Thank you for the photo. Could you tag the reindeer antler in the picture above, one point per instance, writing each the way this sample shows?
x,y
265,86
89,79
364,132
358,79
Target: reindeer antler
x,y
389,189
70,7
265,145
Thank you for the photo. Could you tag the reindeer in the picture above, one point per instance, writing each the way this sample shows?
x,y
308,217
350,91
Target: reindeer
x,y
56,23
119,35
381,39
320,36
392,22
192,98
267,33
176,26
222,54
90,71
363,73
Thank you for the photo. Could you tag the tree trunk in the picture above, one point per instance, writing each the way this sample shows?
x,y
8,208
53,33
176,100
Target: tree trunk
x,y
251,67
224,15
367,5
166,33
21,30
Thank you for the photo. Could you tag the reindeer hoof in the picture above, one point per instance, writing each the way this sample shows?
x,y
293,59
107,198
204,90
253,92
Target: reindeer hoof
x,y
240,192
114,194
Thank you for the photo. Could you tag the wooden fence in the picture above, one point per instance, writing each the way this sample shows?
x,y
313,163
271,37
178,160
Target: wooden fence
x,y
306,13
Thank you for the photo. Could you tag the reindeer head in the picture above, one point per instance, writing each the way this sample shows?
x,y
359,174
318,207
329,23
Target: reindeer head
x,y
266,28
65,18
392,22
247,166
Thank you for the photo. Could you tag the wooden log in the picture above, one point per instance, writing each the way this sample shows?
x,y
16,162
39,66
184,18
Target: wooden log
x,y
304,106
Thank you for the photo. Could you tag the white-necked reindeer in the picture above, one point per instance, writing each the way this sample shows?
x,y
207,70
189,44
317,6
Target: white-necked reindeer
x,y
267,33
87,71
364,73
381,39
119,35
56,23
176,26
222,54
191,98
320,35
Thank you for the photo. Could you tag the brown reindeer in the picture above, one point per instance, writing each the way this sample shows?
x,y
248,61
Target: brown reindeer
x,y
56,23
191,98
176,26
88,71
● ● ● ● ●
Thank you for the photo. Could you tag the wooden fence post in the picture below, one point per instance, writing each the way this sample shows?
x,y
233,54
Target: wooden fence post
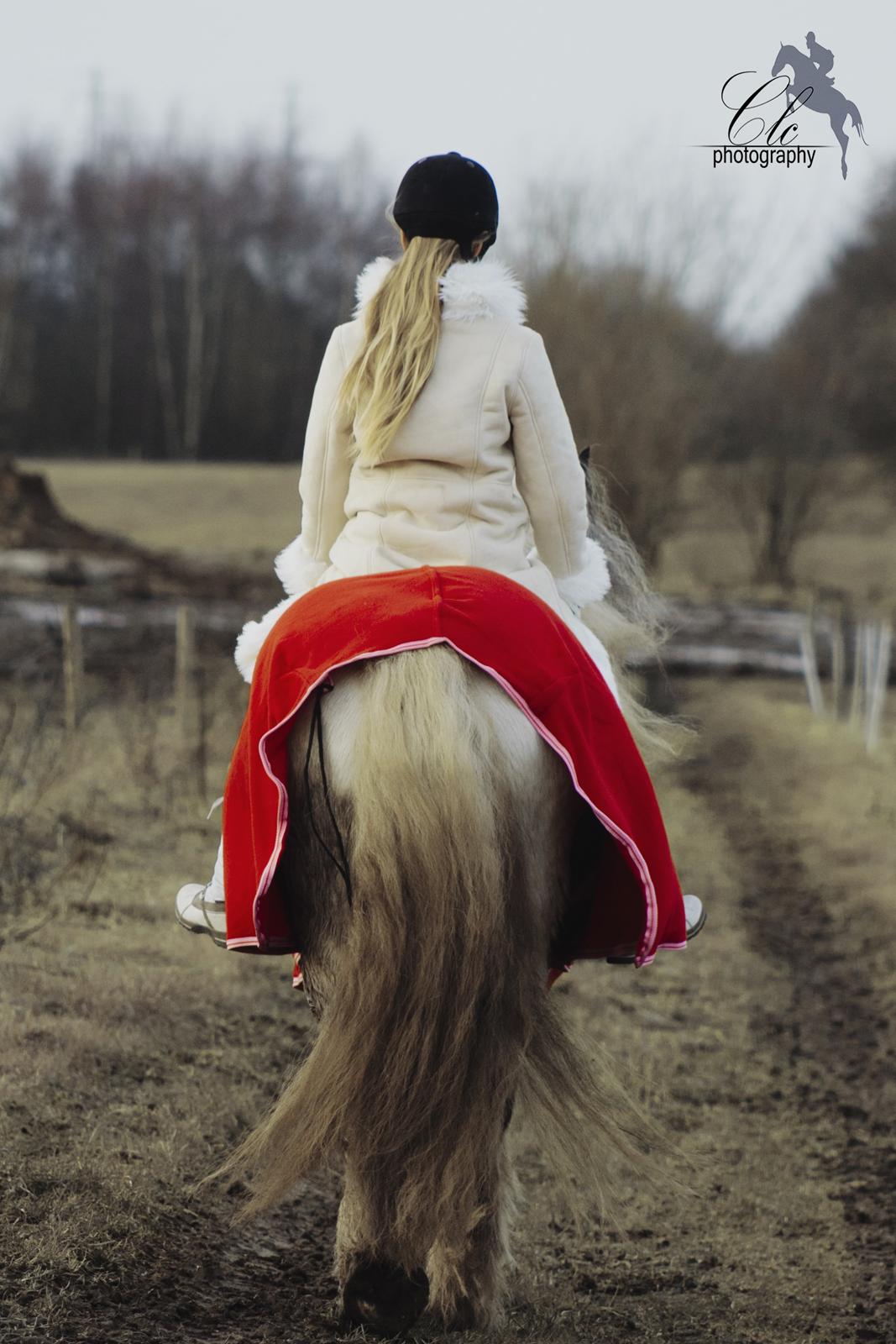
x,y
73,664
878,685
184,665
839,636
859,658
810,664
● ● ● ● ●
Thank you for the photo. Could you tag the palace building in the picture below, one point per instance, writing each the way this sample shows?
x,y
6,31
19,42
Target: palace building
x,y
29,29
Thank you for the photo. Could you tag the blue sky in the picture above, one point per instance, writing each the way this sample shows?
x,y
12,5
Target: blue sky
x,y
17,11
● ● ● ● ●
**PROBLEM STATEMENT:** Scan the data above for the word "below". Copy every line in which it is found.

**RESULT:**
Thank you for the photo. Could you tag the wooden fence post in the picture below, one point per instance, writing each the way this sample shows?
Thank you for the photo. Could you tag the palace building in the picture below, one point per instance, writing each the way this sample shows?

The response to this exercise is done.